● **The problem**
Reproduce the material below, substituting "Locate" for each occurrence of "Search for" and keeping everything else unchanged.

● **Object detection data**
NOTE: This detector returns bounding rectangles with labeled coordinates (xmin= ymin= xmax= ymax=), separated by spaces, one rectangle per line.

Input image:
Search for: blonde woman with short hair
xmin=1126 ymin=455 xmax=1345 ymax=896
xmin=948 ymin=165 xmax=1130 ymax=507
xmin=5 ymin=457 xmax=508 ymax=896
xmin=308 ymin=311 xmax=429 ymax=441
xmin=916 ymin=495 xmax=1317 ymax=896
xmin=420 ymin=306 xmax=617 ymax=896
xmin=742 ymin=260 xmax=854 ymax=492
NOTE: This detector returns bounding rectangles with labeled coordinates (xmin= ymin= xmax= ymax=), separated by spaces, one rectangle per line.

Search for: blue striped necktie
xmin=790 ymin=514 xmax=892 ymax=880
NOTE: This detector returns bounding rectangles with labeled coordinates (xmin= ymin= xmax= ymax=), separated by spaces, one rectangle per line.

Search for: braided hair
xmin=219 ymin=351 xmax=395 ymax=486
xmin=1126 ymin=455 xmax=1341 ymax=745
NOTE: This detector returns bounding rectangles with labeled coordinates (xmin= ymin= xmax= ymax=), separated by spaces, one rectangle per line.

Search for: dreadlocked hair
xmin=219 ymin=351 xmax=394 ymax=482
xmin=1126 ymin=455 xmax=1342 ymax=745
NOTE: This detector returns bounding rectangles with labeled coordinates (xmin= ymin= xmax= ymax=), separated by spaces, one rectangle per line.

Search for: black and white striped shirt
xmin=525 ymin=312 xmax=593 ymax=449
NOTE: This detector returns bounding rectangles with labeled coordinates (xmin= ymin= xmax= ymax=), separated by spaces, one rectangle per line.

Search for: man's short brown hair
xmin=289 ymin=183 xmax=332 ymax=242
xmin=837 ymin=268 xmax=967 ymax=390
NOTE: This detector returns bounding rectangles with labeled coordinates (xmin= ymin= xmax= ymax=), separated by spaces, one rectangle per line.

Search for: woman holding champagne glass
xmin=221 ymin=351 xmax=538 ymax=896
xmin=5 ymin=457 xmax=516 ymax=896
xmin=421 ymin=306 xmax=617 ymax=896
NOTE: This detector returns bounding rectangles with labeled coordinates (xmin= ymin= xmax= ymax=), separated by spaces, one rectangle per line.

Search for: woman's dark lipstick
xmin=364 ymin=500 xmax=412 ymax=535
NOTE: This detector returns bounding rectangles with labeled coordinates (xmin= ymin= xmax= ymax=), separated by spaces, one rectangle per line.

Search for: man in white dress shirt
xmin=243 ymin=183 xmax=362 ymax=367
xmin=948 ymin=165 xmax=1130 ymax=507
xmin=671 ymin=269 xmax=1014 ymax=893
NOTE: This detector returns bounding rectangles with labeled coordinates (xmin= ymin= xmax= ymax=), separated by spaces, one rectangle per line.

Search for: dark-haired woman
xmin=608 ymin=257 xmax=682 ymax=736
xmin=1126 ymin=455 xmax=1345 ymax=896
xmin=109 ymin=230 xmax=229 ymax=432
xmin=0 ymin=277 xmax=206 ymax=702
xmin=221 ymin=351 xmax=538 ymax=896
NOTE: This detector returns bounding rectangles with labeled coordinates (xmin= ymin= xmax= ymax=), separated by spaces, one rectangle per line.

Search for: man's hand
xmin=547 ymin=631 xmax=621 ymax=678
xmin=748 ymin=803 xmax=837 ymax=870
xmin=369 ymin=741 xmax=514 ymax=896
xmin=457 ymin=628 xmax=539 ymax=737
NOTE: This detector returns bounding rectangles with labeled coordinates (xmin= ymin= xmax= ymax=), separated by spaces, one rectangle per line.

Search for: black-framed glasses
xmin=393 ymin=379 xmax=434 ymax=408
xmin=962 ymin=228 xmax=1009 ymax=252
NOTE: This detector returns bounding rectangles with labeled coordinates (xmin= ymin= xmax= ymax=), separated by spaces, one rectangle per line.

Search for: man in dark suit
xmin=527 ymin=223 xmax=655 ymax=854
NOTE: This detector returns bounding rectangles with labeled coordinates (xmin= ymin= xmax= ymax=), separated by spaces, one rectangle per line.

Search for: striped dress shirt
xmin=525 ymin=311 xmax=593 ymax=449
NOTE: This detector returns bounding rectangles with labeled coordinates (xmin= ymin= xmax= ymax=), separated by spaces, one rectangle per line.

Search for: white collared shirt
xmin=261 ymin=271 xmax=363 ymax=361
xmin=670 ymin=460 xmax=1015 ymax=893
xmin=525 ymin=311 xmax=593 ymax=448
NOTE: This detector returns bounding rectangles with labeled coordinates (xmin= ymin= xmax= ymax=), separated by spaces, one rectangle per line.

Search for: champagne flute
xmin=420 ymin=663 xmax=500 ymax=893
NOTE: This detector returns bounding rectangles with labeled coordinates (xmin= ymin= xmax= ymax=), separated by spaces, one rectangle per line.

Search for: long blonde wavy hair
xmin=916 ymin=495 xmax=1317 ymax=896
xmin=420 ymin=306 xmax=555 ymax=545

● **Task response**
NOTE: This detector returns bounding rectangles with labeled coordinates (xmin= ymin= xmax= ymax=), separated by spaces, one rectangle per line.

Input image:
Locate: blonde woman with short hair
xmin=1126 ymin=455 xmax=1345 ymax=896
xmin=948 ymin=165 xmax=1130 ymax=507
xmin=5 ymin=457 xmax=508 ymax=896
xmin=308 ymin=311 xmax=429 ymax=441
xmin=916 ymin=495 xmax=1317 ymax=896
xmin=420 ymin=306 xmax=617 ymax=896
xmin=742 ymin=260 xmax=854 ymax=492
NOTE: This detector returns bounding rectangles with labeled coordinates (xmin= ymin= xmax= ymax=), separated by spaces, one rectangle per line.

Locate: blue striped necktie
xmin=790 ymin=514 xmax=892 ymax=880
NOTE: This detector returns bounding rectangles with labeled coordinates (xmin= ymin= xmax= ymax=), separated by spaces, one rectangle per line.

Locate: braided hair
xmin=219 ymin=351 xmax=395 ymax=486
xmin=1126 ymin=455 xmax=1341 ymax=745
NOTE: This detector returns bounding rectangles with labeled coordinates (xmin= ymin= xmax= ymax=), separated by spaces, one rectangle per line.

Locate: dreadlocked hair
xmin=219 ymin=351 xmax=394 ymax=482
xmin=1126 ymin=455 xmax=1342 ymax=745
NOTE: This detector returns bounding rectangles with labeled coordinates (xmin= ymin= xmax= ymax=), separated by spaces, one rectangle per line.

Locate: black and white striped shirt
xmin=525 ymin=312 xmax=593 ymax=449
NOTE: This detector returns bounding rectangles with labeled coordinates (xmin= ymin= xmax= ymax=), separated by spaces, one rectangle per line.

Locate: man's short brown hair
xmin=289 ymin=183 xmax=332 ymax=242
xmin=837 ymin=268 xmax=967 ymax=390
NOTE: This detector returns bounding rectangles with labeled coordinates (xmin= ymin= xmax= ymax=), separated by spaces, one rectangle per line.

Locate: woman holding champagne glass
xmin=221 ymin=351 xmax=538 ymax=896
xmin=5 ymin=457 xmax=516 ymax=896
xmin=421 ymin=306 xmax=617 ymax=896
NOTE: This detector returns bounding rectangles with labeled coordinates (xmin= ymin= xmax= ymax=), separated by spaces, one rectangle per line.

Locate: woman's dark lipstick
xmin=364 ymin=500 xmax=412 ymax=535
NOTE: This detector returns bounding rectangles with labeled coordinates (xmin= ymin= xmax= ymax=), separated by spaces, one rectangle per line.

Locate: man in white dress shirt
xmin=243 ymin=183 xmax=362 ymax=367
xmin=948 ymin=165 xmax=1130 ymax=507
xmin=671 ymin=269 xmax=1014 ymax=893
NOTE: This detector returns bounding rectangles with labeled coordinates (xmin= ymin= xmax= ymax=), separated by spaces, one rectangle per line.

Locate: dark-haired woman
xmin=608 ymin=257 xmax=682 ymax=736
xmin=1126 ymin=455 xmax=1345 ymax=896
xmin=109 ymin=230 xmax=229 ymax=432
xmin=0 ymin=277 xmax=206 ymax=702
xmin=221 ymin=351 xmax=538 ymax=896
NOTE: This detector returns bounding rectangles with labeled coordinates (xmin= ymin= xmax= ymax=), separated by spaces, one rectangle per line.

Locate: man's hand
xmin=547 ymin=631 xmax=621 ymax=678
xmin=748 ymin=803 xmax=837 ymax=870
xmin=369 ymin=741 xmax=514 ymax=896
xmin=457 ymin=628 xmax=539 ymax=737
NOTE: This detector returns bounding rectangles with labeled coordinates (xmin= ymin= xmax= ymax=), separated by spaces, one rectangle per line.

Locate: black-framed glasses
xmin=393 ymin=379 xmax=434 ymax=408
xmin=962 ymin=228 xmax=1009 ymax=252
NOTE: This detector returns bounding rectangles with labeled coordinates (xmin= ymin= xmax= ymax=), separated by spaces, one rectangle per line.

Locate: man in dark suit
xmin=527 ymin=223 xmax=655 ymax=854
NOTE: This detector returns bounding rectangles with labeled coordinates (xmin= ymin= xmax= ymax=), separated by spaces, one rectangle per line.

Locate: striped dress shirt
xmin=525 ymin=311 xmax=593 ymax=449
NOTE: This detector returns bounding rectangles with labeled coordinates (xmin= ymin= xmax= ymax=), separated by spaces, one rectangle per line.

Locate: white collared shirt
xmin=261 ymin=271 xmax=363 ymax=361
xmin=670 ymin=460 xmax=1015 ymax=893
xmin=525 ymin=311 xmax=593 ymax=448
NOTE: This detector returns bounding rectangles with labeled coordinates (xmin= ymin= xmax= ymax=), separated by spaces, one rectangle per line.

Locate: champagne flute
xmin=420 ymin=663 xmax=500 ymax=893
NOTE: This detector returns bounding rectangles with labeled coordinates (xmin= ymin= xmax= ymax=), separated by spaces, one rectangle per line.

Locate: long blonde wavy hair
xmin=916 ymin=495 xmax=1317 ymax=896
xmin=420 ymin=306 xmax=555 ymax=545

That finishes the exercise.